What you have to do: In the answer, give only the lines from the one containing "Query: man's fingers" to the end of the listing below, each reproduced word for word.

Input data:

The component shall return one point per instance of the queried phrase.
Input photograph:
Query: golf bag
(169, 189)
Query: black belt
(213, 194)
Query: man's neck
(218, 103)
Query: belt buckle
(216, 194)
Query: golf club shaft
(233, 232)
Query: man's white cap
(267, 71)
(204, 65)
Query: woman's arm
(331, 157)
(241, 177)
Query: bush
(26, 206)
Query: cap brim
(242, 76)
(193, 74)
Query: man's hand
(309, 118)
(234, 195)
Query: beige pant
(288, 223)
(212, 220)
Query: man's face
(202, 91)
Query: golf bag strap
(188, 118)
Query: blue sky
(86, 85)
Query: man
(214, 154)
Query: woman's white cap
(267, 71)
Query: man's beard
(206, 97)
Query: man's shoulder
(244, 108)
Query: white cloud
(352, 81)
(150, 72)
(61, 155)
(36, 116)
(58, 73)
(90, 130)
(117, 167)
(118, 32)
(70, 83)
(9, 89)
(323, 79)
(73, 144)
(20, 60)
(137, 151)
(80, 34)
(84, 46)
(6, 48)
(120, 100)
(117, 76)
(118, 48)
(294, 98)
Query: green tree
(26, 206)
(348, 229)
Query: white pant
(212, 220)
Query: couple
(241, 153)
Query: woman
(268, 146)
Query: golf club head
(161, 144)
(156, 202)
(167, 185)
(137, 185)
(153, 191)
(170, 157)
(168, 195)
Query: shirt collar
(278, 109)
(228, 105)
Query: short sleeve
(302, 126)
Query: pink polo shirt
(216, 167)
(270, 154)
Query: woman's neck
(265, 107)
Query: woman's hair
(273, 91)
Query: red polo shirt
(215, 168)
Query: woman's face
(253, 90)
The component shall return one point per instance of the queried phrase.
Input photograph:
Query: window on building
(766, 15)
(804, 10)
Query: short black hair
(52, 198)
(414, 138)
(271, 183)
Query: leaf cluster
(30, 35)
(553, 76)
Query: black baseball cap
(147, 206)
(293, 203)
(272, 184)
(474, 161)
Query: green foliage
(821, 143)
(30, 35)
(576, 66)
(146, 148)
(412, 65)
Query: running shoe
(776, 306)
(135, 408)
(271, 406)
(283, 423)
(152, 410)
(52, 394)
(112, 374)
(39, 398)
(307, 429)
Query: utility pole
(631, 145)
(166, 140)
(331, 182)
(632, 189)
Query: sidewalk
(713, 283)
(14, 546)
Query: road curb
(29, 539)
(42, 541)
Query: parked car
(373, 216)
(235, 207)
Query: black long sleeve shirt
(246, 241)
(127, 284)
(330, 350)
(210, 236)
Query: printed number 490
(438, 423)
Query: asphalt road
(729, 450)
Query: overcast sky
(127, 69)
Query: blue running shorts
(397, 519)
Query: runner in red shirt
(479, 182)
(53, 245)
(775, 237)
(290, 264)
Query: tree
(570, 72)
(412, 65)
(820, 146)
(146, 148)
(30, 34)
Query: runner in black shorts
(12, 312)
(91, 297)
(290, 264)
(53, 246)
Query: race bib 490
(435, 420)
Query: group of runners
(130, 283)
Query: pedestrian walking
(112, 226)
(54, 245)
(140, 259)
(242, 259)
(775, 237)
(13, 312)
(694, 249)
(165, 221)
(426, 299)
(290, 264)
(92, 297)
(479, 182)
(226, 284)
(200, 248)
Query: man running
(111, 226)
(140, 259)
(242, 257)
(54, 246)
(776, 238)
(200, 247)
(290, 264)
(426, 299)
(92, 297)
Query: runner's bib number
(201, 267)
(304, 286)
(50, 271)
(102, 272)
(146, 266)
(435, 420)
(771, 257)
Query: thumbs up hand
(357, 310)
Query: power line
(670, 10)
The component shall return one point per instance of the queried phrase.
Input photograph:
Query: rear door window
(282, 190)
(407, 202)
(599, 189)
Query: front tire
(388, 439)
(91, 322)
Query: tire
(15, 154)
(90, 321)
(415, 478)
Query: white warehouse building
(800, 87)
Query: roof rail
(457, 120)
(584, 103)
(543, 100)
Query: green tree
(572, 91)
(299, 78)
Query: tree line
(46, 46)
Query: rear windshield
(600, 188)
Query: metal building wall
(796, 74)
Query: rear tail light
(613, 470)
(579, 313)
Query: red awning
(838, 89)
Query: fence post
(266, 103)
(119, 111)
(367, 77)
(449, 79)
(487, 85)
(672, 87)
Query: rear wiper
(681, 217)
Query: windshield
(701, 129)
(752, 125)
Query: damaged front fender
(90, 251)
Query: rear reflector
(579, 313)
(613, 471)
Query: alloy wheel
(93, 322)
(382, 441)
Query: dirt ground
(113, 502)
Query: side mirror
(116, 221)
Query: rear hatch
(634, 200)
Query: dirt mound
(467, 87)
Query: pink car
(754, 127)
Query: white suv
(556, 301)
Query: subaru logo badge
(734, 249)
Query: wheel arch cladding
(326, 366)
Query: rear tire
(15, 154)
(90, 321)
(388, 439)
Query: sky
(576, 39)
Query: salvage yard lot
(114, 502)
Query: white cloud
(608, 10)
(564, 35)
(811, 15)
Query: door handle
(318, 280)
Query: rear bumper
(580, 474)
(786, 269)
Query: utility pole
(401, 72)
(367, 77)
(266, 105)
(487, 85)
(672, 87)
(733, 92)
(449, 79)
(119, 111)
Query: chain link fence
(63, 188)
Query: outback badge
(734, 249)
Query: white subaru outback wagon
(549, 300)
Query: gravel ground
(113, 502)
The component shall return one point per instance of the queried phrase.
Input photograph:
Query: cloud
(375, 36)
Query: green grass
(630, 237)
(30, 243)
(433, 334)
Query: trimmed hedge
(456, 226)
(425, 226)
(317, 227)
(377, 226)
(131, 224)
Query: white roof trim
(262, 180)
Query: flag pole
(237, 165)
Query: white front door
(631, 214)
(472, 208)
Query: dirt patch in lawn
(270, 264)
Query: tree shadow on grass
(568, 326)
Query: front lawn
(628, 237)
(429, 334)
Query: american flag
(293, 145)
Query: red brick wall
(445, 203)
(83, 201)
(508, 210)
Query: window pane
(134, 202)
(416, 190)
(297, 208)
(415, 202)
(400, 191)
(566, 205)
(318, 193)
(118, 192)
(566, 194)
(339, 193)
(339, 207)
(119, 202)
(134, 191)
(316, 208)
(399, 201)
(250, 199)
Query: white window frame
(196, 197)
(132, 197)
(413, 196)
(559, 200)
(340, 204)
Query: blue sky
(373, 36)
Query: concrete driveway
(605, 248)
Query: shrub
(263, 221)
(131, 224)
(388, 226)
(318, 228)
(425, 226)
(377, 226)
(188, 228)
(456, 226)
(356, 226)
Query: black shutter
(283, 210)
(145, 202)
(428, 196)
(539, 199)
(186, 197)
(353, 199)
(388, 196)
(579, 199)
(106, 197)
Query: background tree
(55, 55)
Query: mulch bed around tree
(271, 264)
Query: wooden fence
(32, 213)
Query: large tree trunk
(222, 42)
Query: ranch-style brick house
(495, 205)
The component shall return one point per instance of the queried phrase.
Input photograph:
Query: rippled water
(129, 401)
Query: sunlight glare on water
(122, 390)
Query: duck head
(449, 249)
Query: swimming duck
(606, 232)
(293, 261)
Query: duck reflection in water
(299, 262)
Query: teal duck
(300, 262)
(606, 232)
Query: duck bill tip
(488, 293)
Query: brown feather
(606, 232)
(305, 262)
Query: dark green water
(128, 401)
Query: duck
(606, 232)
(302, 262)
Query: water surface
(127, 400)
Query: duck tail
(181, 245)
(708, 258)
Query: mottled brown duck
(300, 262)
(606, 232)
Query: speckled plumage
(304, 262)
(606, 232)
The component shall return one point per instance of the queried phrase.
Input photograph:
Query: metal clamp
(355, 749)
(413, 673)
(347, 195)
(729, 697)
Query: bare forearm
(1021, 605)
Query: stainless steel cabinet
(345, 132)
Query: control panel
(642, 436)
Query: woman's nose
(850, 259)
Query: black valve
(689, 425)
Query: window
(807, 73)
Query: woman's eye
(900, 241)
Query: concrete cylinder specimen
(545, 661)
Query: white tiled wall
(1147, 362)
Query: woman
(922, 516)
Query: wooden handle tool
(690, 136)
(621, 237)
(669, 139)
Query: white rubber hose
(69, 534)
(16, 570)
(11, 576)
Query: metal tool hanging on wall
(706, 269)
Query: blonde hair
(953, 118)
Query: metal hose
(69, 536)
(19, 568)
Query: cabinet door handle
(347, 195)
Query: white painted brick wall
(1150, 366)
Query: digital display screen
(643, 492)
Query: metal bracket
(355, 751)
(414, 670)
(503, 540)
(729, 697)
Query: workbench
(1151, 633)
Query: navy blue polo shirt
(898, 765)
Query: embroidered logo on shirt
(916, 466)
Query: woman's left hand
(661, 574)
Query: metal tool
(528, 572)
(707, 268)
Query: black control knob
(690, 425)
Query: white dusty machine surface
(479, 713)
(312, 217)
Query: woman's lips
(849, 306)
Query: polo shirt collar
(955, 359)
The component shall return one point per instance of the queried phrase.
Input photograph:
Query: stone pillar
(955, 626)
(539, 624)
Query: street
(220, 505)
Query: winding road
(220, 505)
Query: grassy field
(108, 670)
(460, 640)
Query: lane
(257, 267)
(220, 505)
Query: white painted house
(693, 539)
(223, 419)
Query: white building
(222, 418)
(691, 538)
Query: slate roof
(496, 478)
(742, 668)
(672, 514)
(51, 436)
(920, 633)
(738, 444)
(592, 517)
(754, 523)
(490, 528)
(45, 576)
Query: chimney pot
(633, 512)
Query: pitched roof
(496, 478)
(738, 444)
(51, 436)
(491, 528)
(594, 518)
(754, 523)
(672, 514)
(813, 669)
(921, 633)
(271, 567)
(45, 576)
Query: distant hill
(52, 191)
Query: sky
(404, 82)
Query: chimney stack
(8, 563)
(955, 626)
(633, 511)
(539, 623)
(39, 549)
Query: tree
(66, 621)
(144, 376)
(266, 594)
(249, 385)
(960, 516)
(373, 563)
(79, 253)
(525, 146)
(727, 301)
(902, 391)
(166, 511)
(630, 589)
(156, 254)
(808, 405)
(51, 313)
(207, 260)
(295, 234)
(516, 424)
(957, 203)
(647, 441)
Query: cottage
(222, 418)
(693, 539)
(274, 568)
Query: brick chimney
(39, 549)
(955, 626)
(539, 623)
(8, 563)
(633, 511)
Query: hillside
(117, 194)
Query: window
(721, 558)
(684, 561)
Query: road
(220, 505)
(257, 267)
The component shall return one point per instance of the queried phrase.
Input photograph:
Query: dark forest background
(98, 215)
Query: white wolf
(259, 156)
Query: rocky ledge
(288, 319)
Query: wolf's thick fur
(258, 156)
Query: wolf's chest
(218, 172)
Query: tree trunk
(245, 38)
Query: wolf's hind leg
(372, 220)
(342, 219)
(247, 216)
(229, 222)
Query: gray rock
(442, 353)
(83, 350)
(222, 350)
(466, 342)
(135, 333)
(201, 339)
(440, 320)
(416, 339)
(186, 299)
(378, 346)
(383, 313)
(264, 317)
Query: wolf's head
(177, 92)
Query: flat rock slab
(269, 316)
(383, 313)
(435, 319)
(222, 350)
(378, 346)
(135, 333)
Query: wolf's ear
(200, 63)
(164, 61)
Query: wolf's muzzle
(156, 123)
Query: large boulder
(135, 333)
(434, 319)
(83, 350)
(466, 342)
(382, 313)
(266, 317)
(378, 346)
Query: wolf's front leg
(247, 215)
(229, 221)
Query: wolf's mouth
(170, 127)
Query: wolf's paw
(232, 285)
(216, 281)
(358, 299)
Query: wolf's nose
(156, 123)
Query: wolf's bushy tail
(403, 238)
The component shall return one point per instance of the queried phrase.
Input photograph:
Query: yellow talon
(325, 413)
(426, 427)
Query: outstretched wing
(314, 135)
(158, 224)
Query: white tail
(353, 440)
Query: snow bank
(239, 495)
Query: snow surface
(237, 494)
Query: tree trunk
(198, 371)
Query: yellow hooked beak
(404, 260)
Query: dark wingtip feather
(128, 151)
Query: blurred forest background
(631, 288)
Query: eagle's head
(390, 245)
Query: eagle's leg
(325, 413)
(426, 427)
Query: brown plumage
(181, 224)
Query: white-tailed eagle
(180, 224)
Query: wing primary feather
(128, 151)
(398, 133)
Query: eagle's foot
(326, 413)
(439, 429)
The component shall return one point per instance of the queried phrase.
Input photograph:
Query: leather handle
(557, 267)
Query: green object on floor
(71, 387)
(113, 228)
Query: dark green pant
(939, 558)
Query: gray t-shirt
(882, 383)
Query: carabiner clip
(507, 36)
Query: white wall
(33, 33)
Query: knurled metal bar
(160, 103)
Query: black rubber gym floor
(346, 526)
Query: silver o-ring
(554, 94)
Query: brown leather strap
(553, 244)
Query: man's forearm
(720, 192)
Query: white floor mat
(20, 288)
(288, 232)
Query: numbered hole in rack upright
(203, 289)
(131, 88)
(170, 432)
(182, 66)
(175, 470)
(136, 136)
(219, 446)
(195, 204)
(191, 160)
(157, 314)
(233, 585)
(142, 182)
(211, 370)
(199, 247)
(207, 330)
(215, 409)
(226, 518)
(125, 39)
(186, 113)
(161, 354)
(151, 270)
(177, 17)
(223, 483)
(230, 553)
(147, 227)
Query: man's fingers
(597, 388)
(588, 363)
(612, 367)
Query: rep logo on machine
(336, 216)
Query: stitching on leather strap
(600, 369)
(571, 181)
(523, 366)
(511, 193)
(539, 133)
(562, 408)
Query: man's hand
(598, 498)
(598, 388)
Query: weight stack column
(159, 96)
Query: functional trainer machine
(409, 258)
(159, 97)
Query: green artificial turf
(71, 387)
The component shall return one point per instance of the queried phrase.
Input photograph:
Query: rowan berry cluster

Reply to the task:
Query: man's fingers
(597, 388)
(588, 363)
(612, 367)
Query: rep logo on machine
(336, 216)
Query: stitching on leather strap
(600, 369)
(571, 181)
(523, 366)
(511, 193)
(539, 133)
(562, 408)
Query: man's hand
(598, 498)
(598, 388)
Query: weight stack column
(159, 96)
Query: functional trainer machine
(409, 258)
(159, 97)
Query: green artificial turf
(71, 387)
The component shall return one point per instance of the queried phrase.
Input photograph:
Query: rowan berry cluster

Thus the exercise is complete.